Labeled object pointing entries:
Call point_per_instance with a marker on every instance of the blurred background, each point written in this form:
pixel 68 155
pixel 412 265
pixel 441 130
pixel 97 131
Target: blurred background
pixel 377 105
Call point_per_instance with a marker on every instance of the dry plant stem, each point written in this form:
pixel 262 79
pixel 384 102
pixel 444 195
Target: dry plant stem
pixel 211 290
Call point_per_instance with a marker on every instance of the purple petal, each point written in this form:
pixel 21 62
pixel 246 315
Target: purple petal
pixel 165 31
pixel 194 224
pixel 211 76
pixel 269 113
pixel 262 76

■ **REQUIRED WORK**: Copy out the lines above word for word, keeping every one of them.

■ **ANSWER IN FULL**:
Call point_per_instance with a marker on every instance of the blurred background, each point written in this form:
pixel 68 155
pixel 412 265
pixel 441 130
pixel 97 131
Target: blurred background
pixel 377 105
Call point_per_instance with a marker on every instance of the dry plant stem, each point written in this form:
pixel 262 79
pixel 384 102
pixel 444 195
Target: dry plant stem
pixel 211 290
Call point_per_instance with a marker on every instance of the purple petal, each point written in this form:
pixel 21 62
pixel 246 315
Target: purple petal
pixel 165 31
pixel 194 224
pixel 211 76
pixel 269 113
pixel 262 76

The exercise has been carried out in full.